**УСЛОВИЕ ЗАДАЧИ**
Ответьте по отрывку о Птолемеях:
1. Каким налогом Птолемеи обложили Верхний Египет?
2. В каком году Птолемей III был вынужден прервать поход?
3. Около какого города египетская и селевкидская армии сошлись в решающей битве?
══ ВЫБРАННЫЙ ОТРЫВОК ══
Как и все колониальные властители до и после них, Птолемеи были заинтересованы в первую очередь в том, чтобы выжать максимальную прибыль из принадлежащих им земель, не задумываясь о последствиях[391]. Они обложили Нижний Египет поземельным налогом, Верхний Египет — налогом на урожай, а также ввели высокие взносы за владение государственными должностями. Даже деревенский писец должен был внести взнос за свое назначение (или продление срока службы). Кроме того, будучи должностным лицом, он должен был арендовать государственный участок на условиях очень высокой годовой ренты.

Постепенно по всему Египту были введены новые экономические порядки; все больше и больше земель отводилось под выращивание пшеницы, для сбора доходов правительство назначало посредников и при малейшей возможности вводило новые налоги. Как результат, при Птолемеях Египет богатством и могуществом затмил другие эллинистические государства. Но такая политика одновременно подготавливала благодатную почву для народных восстаний. Оказавшись на положении рабов в собственном государстве, египтяне не собирались долго сносить произвол власти.


Мятеж

Птолемеи могли сколько угодно обожествлять царскую власть — но их мнение о себе как о великодушных царях явно не разделялось подданными. Уже при Птолемее III недовольство местного населения налоговой политикой царей-чужаков вылилось в восстание в самый разгар Третьей сирийской войны. Чтобы подавить его, в 245 году царь был вынужден даже прервать поход. Этот скоротечный бунт стал предвестником грядущей бури, которую в течение следующих тридцати лет сдерживал карательный аппарат правительства.

По иронии судьбы последней каплей, переполнившей чашу народного терпения, стала победа, одержанная Птолемеем в знаменитой битве при Рафии. В 217 году, во время Четвертой сирийской войны (219–217), египетская и селевкидская армии встретились в решающей битве на границе недалеко от города Рафия. Птолемей IV (221–204), нуждавшийся в средствах для ведения войны, увеличил и без того высокие налоги, которые тяжким бременем легли на плечи угнетенного населения. Царь даже изменил традиционно пренебрежительное отношение к солдатам-негрекам, массово вербуя в армию египтян и вооружая их на македонский манер.
═══
══ ПОКАЗАННЫЕ ДАННЫЕ ══
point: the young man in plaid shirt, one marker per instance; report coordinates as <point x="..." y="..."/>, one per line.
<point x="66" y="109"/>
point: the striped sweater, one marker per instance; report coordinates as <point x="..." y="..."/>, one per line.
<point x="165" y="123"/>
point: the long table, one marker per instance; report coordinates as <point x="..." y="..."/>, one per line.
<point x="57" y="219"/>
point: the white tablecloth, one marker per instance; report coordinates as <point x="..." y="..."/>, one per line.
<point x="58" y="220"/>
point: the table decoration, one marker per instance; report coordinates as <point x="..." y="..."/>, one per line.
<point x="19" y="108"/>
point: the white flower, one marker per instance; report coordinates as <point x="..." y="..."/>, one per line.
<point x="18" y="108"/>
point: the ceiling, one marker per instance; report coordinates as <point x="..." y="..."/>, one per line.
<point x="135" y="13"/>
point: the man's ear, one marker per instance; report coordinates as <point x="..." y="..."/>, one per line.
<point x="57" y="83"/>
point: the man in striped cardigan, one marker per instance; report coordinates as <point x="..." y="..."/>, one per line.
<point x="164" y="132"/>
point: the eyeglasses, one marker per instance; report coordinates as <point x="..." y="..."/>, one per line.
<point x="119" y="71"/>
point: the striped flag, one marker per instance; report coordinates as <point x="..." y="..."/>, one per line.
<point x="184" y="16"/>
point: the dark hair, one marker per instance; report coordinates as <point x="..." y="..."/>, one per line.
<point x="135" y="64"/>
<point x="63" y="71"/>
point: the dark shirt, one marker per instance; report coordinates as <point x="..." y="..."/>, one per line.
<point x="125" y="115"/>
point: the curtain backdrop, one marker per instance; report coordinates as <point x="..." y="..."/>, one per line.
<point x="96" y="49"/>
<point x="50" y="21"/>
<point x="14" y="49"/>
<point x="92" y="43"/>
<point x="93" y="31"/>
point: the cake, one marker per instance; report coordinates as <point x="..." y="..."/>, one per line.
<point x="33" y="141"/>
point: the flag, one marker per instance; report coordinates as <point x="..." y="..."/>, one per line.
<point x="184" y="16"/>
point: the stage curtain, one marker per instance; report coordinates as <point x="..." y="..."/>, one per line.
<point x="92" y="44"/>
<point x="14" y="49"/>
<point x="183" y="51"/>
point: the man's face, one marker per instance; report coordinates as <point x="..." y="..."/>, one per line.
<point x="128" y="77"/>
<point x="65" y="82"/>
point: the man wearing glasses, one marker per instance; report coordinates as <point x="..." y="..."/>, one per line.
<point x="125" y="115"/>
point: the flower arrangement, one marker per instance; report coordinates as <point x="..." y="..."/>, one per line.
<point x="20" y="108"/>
═══
**ОТВЕТ**
1. Налогом на урожай.
2. В 245 году.
3. Около Рафии.